## EXERCISE
The response should contain every record, reproduced exactly.

Top of INPUT MATERIAL

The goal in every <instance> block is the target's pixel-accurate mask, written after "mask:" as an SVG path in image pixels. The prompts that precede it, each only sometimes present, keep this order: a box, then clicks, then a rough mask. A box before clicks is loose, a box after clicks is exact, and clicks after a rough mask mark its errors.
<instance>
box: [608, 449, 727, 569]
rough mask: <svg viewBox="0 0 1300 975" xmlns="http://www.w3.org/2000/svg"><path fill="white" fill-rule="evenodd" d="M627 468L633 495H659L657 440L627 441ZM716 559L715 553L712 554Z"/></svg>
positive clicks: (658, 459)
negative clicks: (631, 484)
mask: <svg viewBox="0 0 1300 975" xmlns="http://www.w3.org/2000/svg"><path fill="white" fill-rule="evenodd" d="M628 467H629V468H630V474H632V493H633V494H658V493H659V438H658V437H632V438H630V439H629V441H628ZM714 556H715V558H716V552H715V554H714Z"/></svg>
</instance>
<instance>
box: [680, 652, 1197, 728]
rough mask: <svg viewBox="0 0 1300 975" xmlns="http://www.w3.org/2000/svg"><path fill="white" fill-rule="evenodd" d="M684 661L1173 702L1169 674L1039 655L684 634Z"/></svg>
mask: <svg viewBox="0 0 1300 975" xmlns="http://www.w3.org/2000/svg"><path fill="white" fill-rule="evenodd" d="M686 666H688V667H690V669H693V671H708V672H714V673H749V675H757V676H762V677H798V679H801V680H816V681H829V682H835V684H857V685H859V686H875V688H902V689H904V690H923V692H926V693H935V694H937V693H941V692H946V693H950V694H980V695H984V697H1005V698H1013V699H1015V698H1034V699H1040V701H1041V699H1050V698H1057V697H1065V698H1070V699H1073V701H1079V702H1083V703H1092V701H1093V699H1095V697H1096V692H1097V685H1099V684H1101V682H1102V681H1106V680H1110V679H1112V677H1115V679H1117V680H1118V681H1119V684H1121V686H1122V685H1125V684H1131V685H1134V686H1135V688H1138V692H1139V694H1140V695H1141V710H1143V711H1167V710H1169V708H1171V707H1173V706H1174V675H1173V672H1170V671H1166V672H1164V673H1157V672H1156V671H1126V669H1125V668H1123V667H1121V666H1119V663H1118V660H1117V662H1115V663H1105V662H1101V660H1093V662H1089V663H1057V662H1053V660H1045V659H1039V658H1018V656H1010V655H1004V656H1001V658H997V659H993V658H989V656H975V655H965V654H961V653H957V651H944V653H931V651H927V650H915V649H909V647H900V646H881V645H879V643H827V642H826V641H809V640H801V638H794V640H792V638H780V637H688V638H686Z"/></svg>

Bottom of INPUT MATERIAL

## EXERCISE RESULT
The goal in every <instance> block is the target's pixel-accurate mask, written after "mask:" as an SVG path in image pixels. The prompts that precede it, each only sometimes present, keep this order: a box, then clicks, then a rough mask. A box before clicks is loose, a box after clicks is exact, and clicks after a rough mask mark its errors.
<instance>
box: [608, 449, 727, 569]
rough mask: <svg viewBox="0 0 1300 975" xmlns="http://www.w3.org/2000/svg"><path fill="white" fill-rule="evenodd" d="M627 468L633 495H659L657 440L627 441ZM716 559L715 553L712 554Z"/></svg>
positive clicks: (658, 459)
negative clicks: (631, 484)
mask: <svg viewBox="0 0 1300 975" xmlns="http://www.w3.org/2000/svg"><path fill="white" fill-rule="evenodd" d="M628 467H629V468H630V474H632V493H633V494H658V493H659V438H658V437H632V438H630V439H629V441H628ZM714 556H715V558H716V552H715V554H714Z"/></svg>
</instance>
<instance>
box: [680, 652, 1197, 728]
rough mask: <svg viewBox="0 0 1300 975" xmlns="http://www.w3.org/2000/svg"><path fill="white" fill-rule="evenodd" d="M684 661L1173 702L1169 674L1039 655L684 634Z"/></svg>
mask: <svg viewBox="0 0 1300 975" xmlns="http://www.w3.org/2000/svg"><path fill="white" fill-rule="evenodd" d="M686 666H688V667H690V669H693V671H708V672H714V673H749V675H757V676H762V677H798V679H801V680H816V681H829V682H835V684H857V685H859V686H875V688H902V689H904V690H923V692H926V693H935V694H937V693H941V692H946V693H950V694H980V695H984V697H1005V698H1013V699H1015V698H1034V699H1040V701H1041V699H1050V698H1057V697H1065V698H1070V699H1073V701H1079V702H1083V703H1092V701H1093V699H1095V697H1096V692H1097V685H1099V684H1101V682H1102V681H1106V680H1110V679H1112V677H1115V679H1117V680H1118V681H1119V684H1121V686H1122V685H1125V684H1131V685H1134V686H1135V688H1138V692H1139V694H1140V695H1141V710H1143V711H1167V710H1169V708H1171V707H1173V706H1174V675H1173V672H1170V671H1166V672H1164V673H1157V672H1156V671H1126V669H1125V668H1123V667H1121V666H1119V663H1118V660H1117V662H1115V663H1105V662H1101V660H1093V662H1089V663H1057V662H1053V660H1045V659H1039V658H1018V656H1010V655H1004V656H1001V658H997V659H993V658H989V656H975V655H965V654H961V653H957V651H944V653H931V651H927V650H915V649H909V647H900V646H881V645H879V643H827V642H826V641H809V640H801V638H794V640H792V638H780V637H688V638H686Z"/></svg>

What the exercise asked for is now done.